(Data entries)

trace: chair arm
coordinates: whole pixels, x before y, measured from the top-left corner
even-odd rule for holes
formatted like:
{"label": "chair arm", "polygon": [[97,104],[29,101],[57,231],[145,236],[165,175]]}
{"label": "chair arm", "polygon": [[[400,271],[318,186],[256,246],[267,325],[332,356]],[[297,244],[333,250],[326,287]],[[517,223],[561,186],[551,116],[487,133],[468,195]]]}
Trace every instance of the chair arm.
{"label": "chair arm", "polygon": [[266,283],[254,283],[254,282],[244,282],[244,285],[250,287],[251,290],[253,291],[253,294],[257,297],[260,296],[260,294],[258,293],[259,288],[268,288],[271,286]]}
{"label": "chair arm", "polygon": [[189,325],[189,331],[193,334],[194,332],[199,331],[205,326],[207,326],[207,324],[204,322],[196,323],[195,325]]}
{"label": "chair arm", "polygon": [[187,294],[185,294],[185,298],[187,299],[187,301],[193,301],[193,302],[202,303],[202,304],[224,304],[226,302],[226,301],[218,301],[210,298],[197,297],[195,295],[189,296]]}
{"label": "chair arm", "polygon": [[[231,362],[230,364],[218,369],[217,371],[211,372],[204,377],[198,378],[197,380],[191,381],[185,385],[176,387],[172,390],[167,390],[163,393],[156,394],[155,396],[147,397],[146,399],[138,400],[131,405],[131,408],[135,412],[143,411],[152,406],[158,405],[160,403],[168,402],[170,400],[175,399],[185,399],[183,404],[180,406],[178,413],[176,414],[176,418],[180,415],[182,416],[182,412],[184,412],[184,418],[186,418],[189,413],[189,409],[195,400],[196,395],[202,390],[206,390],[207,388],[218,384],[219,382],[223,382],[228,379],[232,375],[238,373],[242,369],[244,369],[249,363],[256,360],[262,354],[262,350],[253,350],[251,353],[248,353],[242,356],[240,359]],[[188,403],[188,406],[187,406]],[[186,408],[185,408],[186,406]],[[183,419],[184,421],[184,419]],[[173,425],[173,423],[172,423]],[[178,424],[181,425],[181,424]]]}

Instructions to follow: The expected response is the full set of records, reproduced exactly.

Solution to this problem:
trace: chair arm
coordinates: whole pixels, x before y, measured from the top-left corner
even-odd rule for holes
formatted like:
{"label": "chair arm", "polygon": [[97,104],[29,101],[57,231],[145,236],[165,175]]}
{"label": "chair arm", "polygon": [[[400,271],[318,186],[256,246],[267,325],[332,356]],[[297,244],[333,250],[326,287]],[[517,223],[561,186],[551,116],[487,133],[468,195]]]}
Trace every instance of the chair arm.
{"label": "chair arm", "polygon": [[266,283],[254,283],[254,282],[244,282],[244,285],[250,287],[251,290],[253,291],[253,294],[257,297],[260,296],[260,294],[258,293],[259,288],[268,288],[271,286]]}
{"label": "chair arm", "polygon": [[189,325],[189,331],[193,334],[194,332],[199,331],[205,326],[207,326],[207,324],[204,322],[196,323],[195,325]]}
{"label": "chair arm", "polygon": [[187,294],[185,294],[185,298],[187,299],[187,301],[193,301],[193,302],[202,303],[202,304],[224,304],[226,302],[226,301],[218,301],[210,298],[197,297],[195,295],[189,296]]}
{"label": "chair arm", "polygon": [[[231,362],[230,364],[218,369],[217,371],[211,372],[204,377],[198,378],[197,380],[191,381],[185,385],[176,387],[172,390],[167,390],[163,393],[156,394],[155,396],[147,397],[146,399],[138,400],[131,405],[131,408],[135,412],[143,411],[152,406],[158,405],[160,403],[168,402],[170,400],[175,399],[185,399],[183,404],[180,406],[178,413],[176,414],[176,418],[180,415],[182,416],[182,412],[184,412],[184,418],[186,418],[189,413],[189,409],[195,400],[196,395],[202,390],[206,390],[207,388],[218,384],[219,382],[223,382],[228,379],[232,375],[238,373],[242,369],[244,369],[249,363],[256,360],[262,354],[262,350],[253,350],[251,353],[248,353],[242,356],[240,359]],[[188,403],[188,406],[187,406]],[[186,408],[185,408],[186,406]],[[183,419],[184,421],[184,419]],[[173,425],[173,423],[172,423]],[[178,424],[181,425],[181,424]]]}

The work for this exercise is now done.